**TASK DETAILS:** Return each row that contains the word "covered", matching uppercase and lowercase exactly.

<<<<

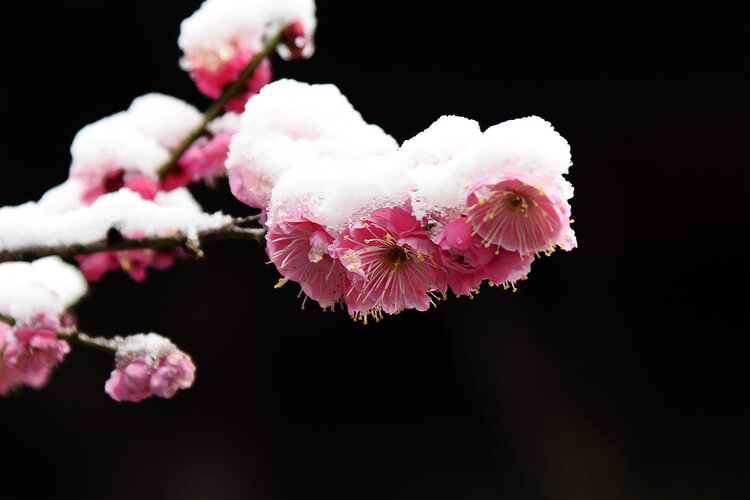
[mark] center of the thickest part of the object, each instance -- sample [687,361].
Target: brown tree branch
[246,228]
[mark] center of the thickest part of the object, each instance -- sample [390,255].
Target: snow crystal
[334,192]
[527,146]
[165,118]
[46,286]
[228,122]
[43,224]
[138,139]
[150,347]
[293,124]
[218,26]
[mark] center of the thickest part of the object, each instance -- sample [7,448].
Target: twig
[246,228]
[218,105]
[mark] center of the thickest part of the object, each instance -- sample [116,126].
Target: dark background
[618,371]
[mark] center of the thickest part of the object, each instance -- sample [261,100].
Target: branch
[75,337]
[82,339]
[218,105]
[241,228]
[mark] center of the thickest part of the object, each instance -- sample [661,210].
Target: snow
[211,34]
[165,118]
[456,156]
[138,139]
[150,347]
[335,192]
[318,159]
[59,219]
[46,286]
[290,124]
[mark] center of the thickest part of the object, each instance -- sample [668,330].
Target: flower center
[516,203]
[396,256]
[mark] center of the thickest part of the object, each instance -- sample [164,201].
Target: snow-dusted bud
[148,365]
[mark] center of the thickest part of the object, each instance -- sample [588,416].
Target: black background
[618,371]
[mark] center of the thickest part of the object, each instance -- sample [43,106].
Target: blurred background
[617,371]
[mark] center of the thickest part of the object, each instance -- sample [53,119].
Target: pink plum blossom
[512,213]
[211,81]
[114,180]
[468,262]
[300,251]
[141,374]
[130,383]
[392,264]
[135,262]
[28,356]
[204,159]
[175,371]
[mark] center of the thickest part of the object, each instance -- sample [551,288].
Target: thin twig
[218,105]
[241,228]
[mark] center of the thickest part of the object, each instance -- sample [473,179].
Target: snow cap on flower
[528,146]
[292,124]
[337,192]
[148,364]
[132,142]
[60,218]
[165,118]
[44,288]
[212,34]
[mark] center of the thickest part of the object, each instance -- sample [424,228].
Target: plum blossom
[134,262]
[148,365]
[468,262]
[392,264]
[221,38]
[211,80]
[204,159]
[512,213]
[28,356]
[300,251]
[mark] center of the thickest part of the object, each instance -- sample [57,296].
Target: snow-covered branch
[242,228]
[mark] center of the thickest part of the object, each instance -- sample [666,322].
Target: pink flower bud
[148,365]
[28,356]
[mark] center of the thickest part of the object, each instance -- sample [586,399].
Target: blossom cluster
[148,365]
[36,295]
[355,219]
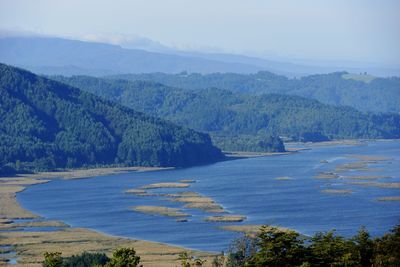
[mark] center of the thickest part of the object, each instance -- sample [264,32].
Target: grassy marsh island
[161,210]
[337,191]
[367,177]
[226,218]
[283,178]
[187,181]
[352,166]
[195,200]
[253,229]
[165,185]
[326,175]
[376,184]
[29,246]
[394,198]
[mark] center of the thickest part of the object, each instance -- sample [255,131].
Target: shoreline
[152,253]
[29,245]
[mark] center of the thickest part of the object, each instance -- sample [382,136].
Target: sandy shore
[29,246]
[247,154]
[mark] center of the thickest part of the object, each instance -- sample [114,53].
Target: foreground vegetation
[271,247]
[46,125]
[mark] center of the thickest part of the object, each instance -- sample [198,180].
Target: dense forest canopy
[224,113]
[362,91]
[46,124]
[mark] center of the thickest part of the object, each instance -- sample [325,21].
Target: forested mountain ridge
[227,115]
[363,92]
[46,124]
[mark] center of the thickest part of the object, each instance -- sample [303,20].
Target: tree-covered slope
[362,92]
[46,124]
[224,113]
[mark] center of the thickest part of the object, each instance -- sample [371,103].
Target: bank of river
[252,188]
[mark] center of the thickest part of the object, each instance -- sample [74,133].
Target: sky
[339,30]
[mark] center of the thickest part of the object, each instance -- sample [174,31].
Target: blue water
[246,187]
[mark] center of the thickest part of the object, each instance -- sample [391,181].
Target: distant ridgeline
[239,121]
[46,124]
[361,91]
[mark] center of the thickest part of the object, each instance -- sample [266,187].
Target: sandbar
[161,210]
[395,198]
[337,191]
[165,185]
[225,218]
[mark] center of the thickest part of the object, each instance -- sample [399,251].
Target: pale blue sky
[353,30]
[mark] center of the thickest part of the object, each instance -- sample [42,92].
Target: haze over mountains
[48,55]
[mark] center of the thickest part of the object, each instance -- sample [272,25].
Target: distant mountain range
[361,91]
[47,55]
[242,121]
[47,124]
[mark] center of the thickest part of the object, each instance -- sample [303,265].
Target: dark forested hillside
[363,92]
[46,124]
[244,118]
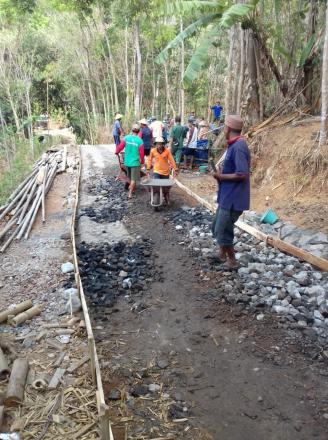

>>>>

**TASK ANSWER:**
Target: snow-covered branch
Target: tree-covered slope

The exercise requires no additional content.